提供文章:

今年のおみくじはどうだっただろうか。2024年の投資戦略は運に任せず、しっかり考えたい(写真:ブルームバーグ)

まったくもって大変な年明けである。元日に能登半島を震度7の地震が襲ったかと思ったら、1月2日には羽田空港で日本航空と海上保安庁の航空機が衝突して炎上。1月3日は北九州市小倉北区の飲食店街で火災が発生だという。いやもう、何が起きるかわからない。

不透明材料満載の2024年


この連載は競馬をこよなく愛するエコノミスト3人による持ち回り連載です(最終ページには競馬の予想が載っています)。記事の一覧はこちら

落ち着かないお正月を迎えているうちに、誰かが耳元で「ふふふ、この程度はほんの小手しらべ……」とささやいたような気がした。

いやもう縁起でもない。それくらい2024年はわけのわからない年である。ざっと思いつくだけでも、これだけの不透明材料がある。

* 世界はウクライナとパレスチナという2つの戦場を抱えている

* 1月13日の台湾総統選挙から11月5日のアメリカ大統領選挙まで、世界中で選挙の当たり年

* 国内政治も寸前暗黒。今月下旬の通常国会召集までに、東京地検は「パーティー券裏金疑惑」の捜査を終えるだろう。さて、鬼が出るか、蛇が出るか

* アメリカのFRB(連邦準備制度理事会)は年内どこかで利下げを開始し、日本銀行はどこかでマイナス金利を解除するだろう。「金利のある世界」はもうそこまで来ているのかも

さあ、こんな不透明な年に、投資戦略をどう考えればいいのか。ここはひとつ、「着眼大局」の精神で、「簡単には変わらない」テーマを扱ってみよう。すなわち世界経済の大きなトレンドを探ってみることにしたい。

目的: 上にある2024年の投資戦略をめぐる文章のうち、「今年のおみくじはどうだっただ」から「これだけの不透明材料がある。」までの部分を一字も変えずに書き写してください。

(ポイントラベリングデータセットの抜粋)
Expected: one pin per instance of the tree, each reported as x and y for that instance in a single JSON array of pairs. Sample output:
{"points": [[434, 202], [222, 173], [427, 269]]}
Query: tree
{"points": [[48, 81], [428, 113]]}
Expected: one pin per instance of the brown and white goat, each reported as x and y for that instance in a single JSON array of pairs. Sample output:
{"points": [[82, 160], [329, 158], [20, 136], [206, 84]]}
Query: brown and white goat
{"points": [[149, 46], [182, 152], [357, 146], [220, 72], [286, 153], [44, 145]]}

最終回答:
今年のおみくじはどうだっただろうか。2024年の投資戦略は運に任せず、しっかり考えたい(写真:ブルームバーグ)

まったくもって大変な年明けである。元日に能登半島を震度7の地震が襲ったかと思ったら、1月2日には羽田空港で日本航空と海上保安庁の航空機が衝突して炎上。1月3日は北九州市小倉北区の飲食店街で火災が発生だという。いやもう、何が起きるかわからない。

不透明材料満載の2024年


この連載は競馬をこよなく愛するエコノミスト3人による持ち回り連載です(最終ページには競馬の予想が載っています)。記事の一覧はこちら

落ち着かないお正月を迎えているうちに、誰かが耳元で「ふふふ、この程度はほんの小手しらべ……」とささやいたような気がした。

いやもう縁起でもない。それくらい2024年はわけのわからない年である。ざっと思いつくだけでも、これだけの不透明材料がある。